__WHAT THIS TASK INVOLVES__
From the first line to the last, repeat the records exactly and skip the pictures.

(RECORDS FOR THE EXERCISE Opens)

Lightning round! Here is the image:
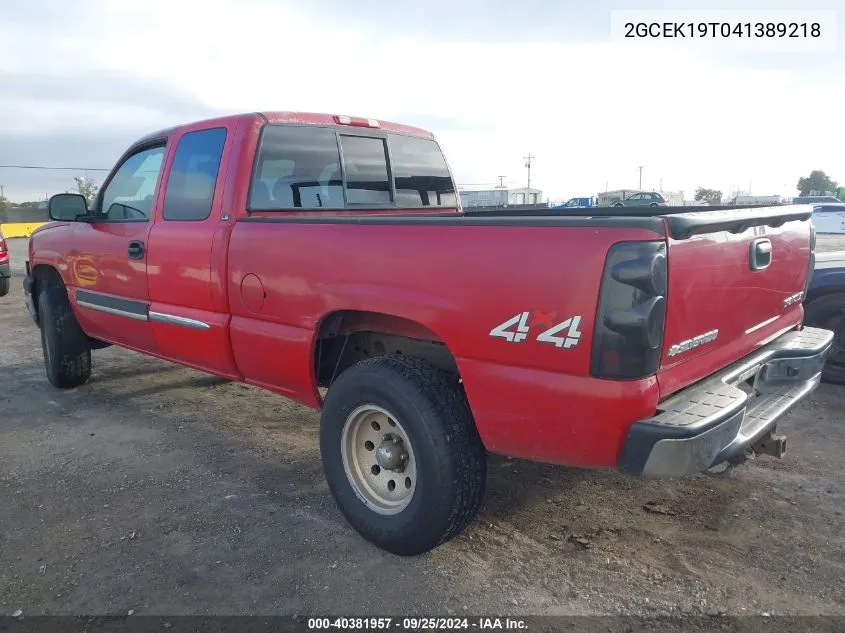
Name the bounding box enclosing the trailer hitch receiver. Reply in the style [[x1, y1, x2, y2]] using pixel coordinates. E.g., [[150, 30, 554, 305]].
[[752, 429, 787, 459]]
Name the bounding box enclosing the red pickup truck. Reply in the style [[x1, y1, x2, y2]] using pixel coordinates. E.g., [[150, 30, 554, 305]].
[[23, 111, 832, 555]]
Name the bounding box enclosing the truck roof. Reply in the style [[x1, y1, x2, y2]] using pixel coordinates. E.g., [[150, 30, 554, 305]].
[[134, 111, 435, 146]]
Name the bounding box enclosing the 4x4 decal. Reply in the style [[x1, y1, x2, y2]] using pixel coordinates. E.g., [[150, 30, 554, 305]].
[[489, 311, 583, 349]]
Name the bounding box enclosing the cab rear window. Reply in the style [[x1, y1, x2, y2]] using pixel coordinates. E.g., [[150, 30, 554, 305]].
[[249, 126, 343, 210], [389, 135, 457, 208], [248, 125, 455, 210]]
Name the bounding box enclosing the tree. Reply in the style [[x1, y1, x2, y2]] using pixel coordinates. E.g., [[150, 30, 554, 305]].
[[17, 200, 41, 208], [0, 195, 9, 210], [694, 187, 722, 205], [797, 170, 838, 196], [74, 176, 100, 205]]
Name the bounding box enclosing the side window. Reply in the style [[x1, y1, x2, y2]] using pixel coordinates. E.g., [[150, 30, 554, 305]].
[[249, 126, 343, 210], [389, 134, 456, 207], [339, 135, 392, 205], [163, 128, 227, 221], [99, 145, 165, 220]]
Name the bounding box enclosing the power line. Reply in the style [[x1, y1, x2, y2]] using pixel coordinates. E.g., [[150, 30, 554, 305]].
[[0, 165, 111, 171], [524, 154, 534, 192]]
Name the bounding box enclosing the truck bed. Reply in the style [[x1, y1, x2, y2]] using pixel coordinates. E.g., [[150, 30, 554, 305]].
[[458, 204, 812, 240]]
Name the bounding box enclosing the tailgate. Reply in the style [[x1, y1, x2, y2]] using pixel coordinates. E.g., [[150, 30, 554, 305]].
[[657, 206, 814, 397]]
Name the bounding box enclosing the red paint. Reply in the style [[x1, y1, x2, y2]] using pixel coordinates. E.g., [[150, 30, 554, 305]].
[[26, 111, 814, 471], [69, 222, 155, 350], [239, 274, 265, 314], [657, 226, 808, 397]]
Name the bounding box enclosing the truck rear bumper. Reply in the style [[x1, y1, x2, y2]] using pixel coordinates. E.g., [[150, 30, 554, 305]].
[[619, 326, 833, 476]]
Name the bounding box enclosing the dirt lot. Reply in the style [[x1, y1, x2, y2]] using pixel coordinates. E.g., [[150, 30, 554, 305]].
[[1, 237, 844, 617]]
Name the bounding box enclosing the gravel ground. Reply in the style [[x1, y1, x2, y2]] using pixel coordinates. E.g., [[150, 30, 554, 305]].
[[1, 238, 844, 618]]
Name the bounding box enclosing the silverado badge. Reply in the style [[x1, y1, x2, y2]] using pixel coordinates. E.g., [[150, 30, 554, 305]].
[[667, 329, 719, 358]]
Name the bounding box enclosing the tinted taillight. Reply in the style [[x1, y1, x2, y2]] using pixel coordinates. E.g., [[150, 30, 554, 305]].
[[591, 241, 668, 379]]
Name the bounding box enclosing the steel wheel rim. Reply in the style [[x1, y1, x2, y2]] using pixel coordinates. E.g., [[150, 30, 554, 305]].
[[341, 404, 417, 515]]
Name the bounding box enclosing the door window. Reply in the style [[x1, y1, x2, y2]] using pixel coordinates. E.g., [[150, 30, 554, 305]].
[[163, 128, 227, 221], [99, 145, 165, 220]]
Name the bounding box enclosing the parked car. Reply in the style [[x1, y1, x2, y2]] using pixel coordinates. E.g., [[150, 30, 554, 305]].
[[23, 111, 831, 555], [804, 251, 845, 384], [554, 197, 597, 209], [812, 204, 845, 234], [0, 227, 10, 297], [613, 191, 667, 207], [794, 196, 844, 205]]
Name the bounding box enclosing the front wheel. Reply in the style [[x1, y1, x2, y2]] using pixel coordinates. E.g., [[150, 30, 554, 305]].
[[38, 287, 92, 388], [320, 355, 487, 555]]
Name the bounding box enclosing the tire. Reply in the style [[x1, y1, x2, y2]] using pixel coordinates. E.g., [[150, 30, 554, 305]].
[[613, 202, 624, 207], [804, 292, 845, 385], [38, 286, 92, 388], [320, 355, 486, 555], [0, 277, 9, 297], [649, 202, 659, 207]]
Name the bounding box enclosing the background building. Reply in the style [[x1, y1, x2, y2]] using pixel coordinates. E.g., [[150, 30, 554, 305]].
[[660, 191, 685, 206], [459, 187, 543, 208], [733, 195, 782, 206]]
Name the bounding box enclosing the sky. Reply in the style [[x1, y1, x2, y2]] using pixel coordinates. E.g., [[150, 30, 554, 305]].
[[0, 0, 843, 203]]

(RECORDS FOR THE EXERCISE Closes)

__TASK RESPONSE__
Lightning round! Here is the image:
Name the bounding box enclosing the trailer hitch receiver. Reply in the style [[x1, y1, x2, y2]] using pixel coordinates. E.g., [[150, 30, 554, 305]].
[[752, 429, 787, 459]]
Name the bounding box enclosing the red pickup truck. Reply in the style [[x1, y1, x2, y2]] using pixel coordinates. E.g., [[150, 30, 554, 305]].
[[23, 111, 832, 555]]
Name the bounding box enclosing the truck roof. Reply in the style [[x1, y1, x2, y2]] using pixel coordinates. E.g., [[150, 30, 554, 305]].
[[134, 111, 435, 146]]
Name the bounding box enclosing the 4x4 decal. Reply in the style [[x1, y1, x2, y2]] using pixel coordinates. E.g., [[150, 30, 554, 305]].
[[489, 311, 583, 349]]
Name the bounding box enclosing the cab rear window. Reply in the style [[x1, y1, x2, y2]] using pixel coordinates. E.g., [[150, 30, 554, 305]].
[[249, 126, 343, 210], [389, 135, 457, 208], [248, 125, 455, 210]]
Name the bounding box enclosing the tree. Reply in the style [[x1, y1, x2, y2]] using pixel coordinates. E.g., [[150, 30, 554, 305]].
[[17, 200, 41, 208], [0, 195, 9, 210], [694, 187, 722, 205], [797, 170, 838, 196], [74, 176, 100, 205]]
Name the bounding box enclosing the side window. Reply in the style [[x1, y1, x2, y2]] using pixel coordinates. E.g., [[150, 30, 554, 305]].
[[249, 126, 343, 210], [389, 134, 456, 207], [339, 135, 392, 205], [163, 128, 227, 221], [99, 145, 165, 220]]
Name the bounding box enclosing the power line. Reply in the style [[x1, y1, x2, y2]] using pixel coordinates. E.g., [[150, 30, 554, 305]].
[[0, 165, 111, 171], [524, 154, 534, 192]]
Name the bounding box enclosing the truck bed. Reply in the style [[x1, y1, x2, y2]] using pixel coordinates. E.g., [[150, 30, 554, 305]].
[[458, 204, 812, 240]]
Name the bounding box enclosing the tailgate. Reply in the style [[x1, y1, x2, y2]] using pixel coordinates. E.g., [[150, 30, 554, 305]].
[[657, 206, 814, 397]]
Name the bounding box enclosing the red paint. Reply in the style [[x1, y1, x2, y2]] using pixel coordinates. E.g., [[150, 30, 554, 305]].
[[26, 111, 814, 471], [69, 222, 155, 350], [239, 274, 265, 314], [657, 226, 808, 397]]
Name the bounding box enclosing the truck rear bumper. Reply in the style [[x1, y1, x2, y2]] using pixel coordinates. E.g., [[150, 30, 554, 305]].
[[619, 326, 833, 476]]
Name the bounding box enclosing the dirt lot. Reply in the style [[x1, y1, x2, y2]] using pixel coordinates. E.g., [[150, 30, 554, 305]].
[[1, 237, 844, 617]]
Name the bounding box enclosing the gravel ground. Reply in the style [[x1, y1, x2, y2]] using pixel coordinates. E.g., [[150, 30, 554, 305]].
[[1, 238, 844, 618]]
Name the bounding box enclosing the silverado badge. Reply in the style [[x1, y1, x2, y2]] using pixel coordinates. E.g., [[150, 30, 554, 305]].
[[667, 329, 719, 358]]
Name the bounding box enclosing the tinted taillight. Reply in the style [[x1, y1, x2, y2]] using pixel coordinates. E.g., [[150, 30, 554, 305]].
[[591, 241, 668, 379]]
Name the bounding box enclosing the steel wheel rim. Reply in the style [[x1, y1, x2, y2]] using pixel coordinates. E.g., [[150, 30, 554, 305]].
[[341, 404, 417, 515]]
Name the bounding box enclosing the door window. Reply in the style [[x1, y1, x2, y2]] using pixel coordinates. E.g., [[150, 30, 554, 305]].
[[163, 128, 227, 221], [99, 145, 165, 220]]
Name the bounding box enclosing the parked car. Reply in the style [[x1, y1, x2, y2]] using pixel coordinates. E.g., [[150, 30, 554, 305]].
[[23, 111, 831, 555], [804, 251, 845, 384], [554, 197, 597, 209], [812, 204, 845, 234], [0, 227, 10, 297], [613, 191, 667, 207], [794, 196, 844, 205]]
Name the bounding box enclosing the front wheel. Reply in the style [[x1, y1, x2, y2]] using pixel coordinates. E.g., [[150, 30, 554, 305]].
[[38, 287, 92, 388], [320, 355, 487, 555]]
Name the bounding box enclosing the tire. Reply in the style [[x1, y1, x2, y2]] using pixel coordinates. E.g., [[150, 30, 554, 305]].
[[613, 202, 624, 207], [804, 292, 845, 385], [38, 286, 92, 388], [320, 355, 486, 555], [0, 277, 9, 297], [649, 202, 659, 207]]
Name the bounding box enclosing the background building. Reply in the style [[x1, y1, x2, y2]] using pixel coordinates. E.g., [[150, 30, 554, 305]].
[[660, 191, 685, 206], [459, 187, 543, 208], [733, 195, 782, 206]]
Name the bounding box enclosing the sky. Reply in the style [[x1, y1, x2, y2]] using pixel coordinates. E.g., [[150, 30, 554, 305]].
[[0, 0, 843, 203]]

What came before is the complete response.